■ **Exercise brief**: Find "of the wicker" in the records that follow; print that line and each subsequent line through the last one, verbatim and with nothing added.

■ **Data to process**:
※

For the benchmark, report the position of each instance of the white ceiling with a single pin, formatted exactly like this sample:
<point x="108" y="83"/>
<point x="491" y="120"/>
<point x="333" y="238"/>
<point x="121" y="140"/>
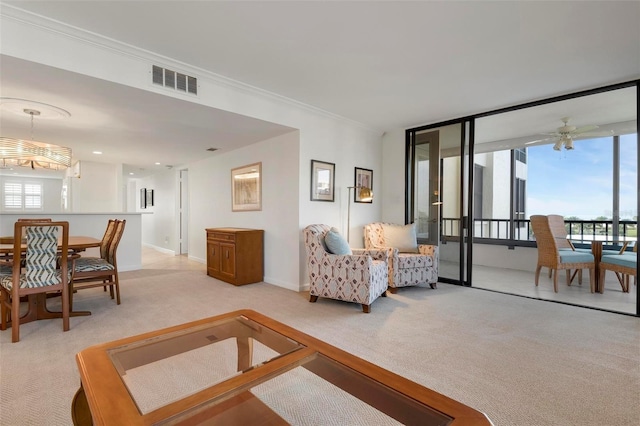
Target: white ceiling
<point x="387" y="65"/>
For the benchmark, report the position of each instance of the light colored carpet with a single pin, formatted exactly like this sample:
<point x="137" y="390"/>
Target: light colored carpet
<point x="521" y="361"/>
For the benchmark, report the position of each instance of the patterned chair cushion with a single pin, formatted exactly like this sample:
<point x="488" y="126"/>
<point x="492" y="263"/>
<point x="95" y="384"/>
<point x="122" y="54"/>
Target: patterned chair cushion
<point x="92" y="264"/>
<point x="7" y="280"/>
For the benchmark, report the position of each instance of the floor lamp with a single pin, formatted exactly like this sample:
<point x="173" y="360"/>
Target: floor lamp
<point x="365" y="195"/>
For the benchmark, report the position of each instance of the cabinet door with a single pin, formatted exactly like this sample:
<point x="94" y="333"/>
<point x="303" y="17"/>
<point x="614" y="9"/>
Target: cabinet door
<point x="213" y="261"/>
<point x="228" y="260"/>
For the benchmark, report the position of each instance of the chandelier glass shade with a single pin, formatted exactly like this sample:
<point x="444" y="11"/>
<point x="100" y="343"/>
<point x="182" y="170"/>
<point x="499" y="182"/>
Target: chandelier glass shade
<point x="32" y="154"/>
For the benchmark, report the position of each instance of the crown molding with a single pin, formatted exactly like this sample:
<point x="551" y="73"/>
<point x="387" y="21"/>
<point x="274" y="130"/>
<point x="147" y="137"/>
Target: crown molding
<point x="99" y="41"/>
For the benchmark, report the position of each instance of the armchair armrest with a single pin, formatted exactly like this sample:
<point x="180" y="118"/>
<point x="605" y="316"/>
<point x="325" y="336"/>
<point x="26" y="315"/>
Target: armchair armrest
<point x="428" y="250"/>
<point x="376" y="254"/>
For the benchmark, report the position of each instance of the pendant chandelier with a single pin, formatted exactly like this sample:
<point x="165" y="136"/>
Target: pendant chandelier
<point x="30" y="153"/>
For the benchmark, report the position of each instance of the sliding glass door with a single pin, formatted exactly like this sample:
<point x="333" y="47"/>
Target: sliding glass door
<point x="438" y="203"/>
<point x="575" y="156"/>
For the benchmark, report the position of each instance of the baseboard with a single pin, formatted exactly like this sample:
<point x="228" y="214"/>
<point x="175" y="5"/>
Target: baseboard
<point x="288" y="286"/>
<point x="160" y="249"/>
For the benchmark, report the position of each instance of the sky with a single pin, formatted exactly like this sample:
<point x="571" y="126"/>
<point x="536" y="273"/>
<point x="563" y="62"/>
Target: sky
<point x="579" y="182"/>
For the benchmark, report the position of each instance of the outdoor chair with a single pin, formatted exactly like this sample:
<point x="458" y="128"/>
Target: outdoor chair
<point x="89" y="272"/>
<point x="410" y="264"/>
<point x="624" y="264"/>
<point x="550" y="256"/>
<point x="559" y="231"/>
<point x="358" y="276"/>
<point x="45" y="270"/>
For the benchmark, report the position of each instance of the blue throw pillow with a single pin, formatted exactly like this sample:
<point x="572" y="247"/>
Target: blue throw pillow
<point x="336" y="242"/>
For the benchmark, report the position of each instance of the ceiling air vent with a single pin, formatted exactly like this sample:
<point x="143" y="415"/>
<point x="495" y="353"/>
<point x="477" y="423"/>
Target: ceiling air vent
<point x="174" y="80"/>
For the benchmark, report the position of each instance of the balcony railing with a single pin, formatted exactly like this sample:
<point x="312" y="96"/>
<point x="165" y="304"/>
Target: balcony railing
<point x="507" y="232"/>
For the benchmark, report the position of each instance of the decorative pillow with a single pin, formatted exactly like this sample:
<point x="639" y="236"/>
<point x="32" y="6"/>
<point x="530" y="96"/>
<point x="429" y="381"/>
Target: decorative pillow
<point x="336" y="244"/>
<point x="402" y="237"/>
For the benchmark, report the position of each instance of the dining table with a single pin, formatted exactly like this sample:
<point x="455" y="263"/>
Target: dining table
<point x="597" y="247"/>
<point x="37" y="303"/>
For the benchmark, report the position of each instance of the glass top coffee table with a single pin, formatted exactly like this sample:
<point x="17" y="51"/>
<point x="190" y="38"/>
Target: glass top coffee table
<point x="244" y="368"/>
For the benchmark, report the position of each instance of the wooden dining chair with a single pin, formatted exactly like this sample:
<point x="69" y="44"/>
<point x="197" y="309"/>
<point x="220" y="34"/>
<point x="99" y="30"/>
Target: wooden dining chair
<point x="550" y="256"/>
<point x="45" y="270"/>
<point x="89" y="272"/>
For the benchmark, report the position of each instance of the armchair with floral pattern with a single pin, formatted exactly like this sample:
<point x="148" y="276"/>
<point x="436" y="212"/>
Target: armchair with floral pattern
<point x="359" y="278"/>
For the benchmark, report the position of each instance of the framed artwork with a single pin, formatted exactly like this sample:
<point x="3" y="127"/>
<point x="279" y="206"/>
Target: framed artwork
<point x="363" y="179"/>
<point x="246" y="188"/>
<point x="143" y="198"/>
<point x="322" y="180"/>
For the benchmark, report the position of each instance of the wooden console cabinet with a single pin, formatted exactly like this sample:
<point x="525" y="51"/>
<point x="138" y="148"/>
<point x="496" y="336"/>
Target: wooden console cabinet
<point x="235" y="255"/>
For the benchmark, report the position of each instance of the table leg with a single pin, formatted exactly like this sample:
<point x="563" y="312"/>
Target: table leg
<point x="245" y="352"/>
<point x="596" y="250"/>
<point x="80" y="411"/>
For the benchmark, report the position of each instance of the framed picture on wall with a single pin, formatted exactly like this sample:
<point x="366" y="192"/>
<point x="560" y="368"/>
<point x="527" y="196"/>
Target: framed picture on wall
<point x="363" y="179"/>
<point x="143" y="198"/>
<point x="322" y="180"/>
<point x="246" y="188"/>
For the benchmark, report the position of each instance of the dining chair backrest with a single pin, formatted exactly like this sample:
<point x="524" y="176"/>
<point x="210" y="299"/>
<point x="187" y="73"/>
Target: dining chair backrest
<point x="113" y="246"/>
<point x="545" y="240"/>
<point x="31" y="220"/>
<point x="106" y="238"/>
<point x="42" y="255"/>
<point x="559" y="231"/>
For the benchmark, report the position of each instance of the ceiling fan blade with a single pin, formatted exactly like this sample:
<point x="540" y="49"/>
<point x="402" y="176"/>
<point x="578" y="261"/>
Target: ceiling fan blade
<point x="539" y="140"/>
<point x="584" y="129"/>
<point x="601" y="133"/>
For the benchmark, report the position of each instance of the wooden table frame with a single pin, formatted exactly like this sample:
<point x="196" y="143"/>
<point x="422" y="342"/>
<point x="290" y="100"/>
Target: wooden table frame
<point x="103" y="396"/>
<point x="37" y="303"/>
<point x="596" y="250"/>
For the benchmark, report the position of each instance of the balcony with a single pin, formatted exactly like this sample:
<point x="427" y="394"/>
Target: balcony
<point x="505" y="264"/>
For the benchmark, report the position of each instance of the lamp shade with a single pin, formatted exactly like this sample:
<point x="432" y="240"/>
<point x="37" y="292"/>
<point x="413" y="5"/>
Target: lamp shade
<point x="365" y="194"/>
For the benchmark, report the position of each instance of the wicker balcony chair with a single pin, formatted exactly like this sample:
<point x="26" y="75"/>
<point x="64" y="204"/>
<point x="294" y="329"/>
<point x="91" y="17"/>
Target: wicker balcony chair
<point x="624" y="264"/>
<point x="550" y="256"/>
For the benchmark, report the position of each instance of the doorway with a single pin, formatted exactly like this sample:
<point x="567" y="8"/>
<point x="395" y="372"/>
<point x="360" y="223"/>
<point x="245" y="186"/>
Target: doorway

※

■ **Complete response**:
For the benchmark, report the position of each instance of the wicker balcony chair with a single pin, formatted exactly like this sample:
<point x="26" y="75"/>
<point x="64" y="204"/>
<point x="294" y="329"/>
<point x="91" y="17"/>
Target: wicker balcony chair
<point x="624" y="264"/>
<point x="550" y="256"/>
For the benchmark, report the position of each instance of the doorway with a single pin, formatted exactly like this sample:
<point x="567" y="8"/>
<point x="395" y="372"/>
<point x="360" y="223"/>
<point x="245" y="186"/>
Target: doorway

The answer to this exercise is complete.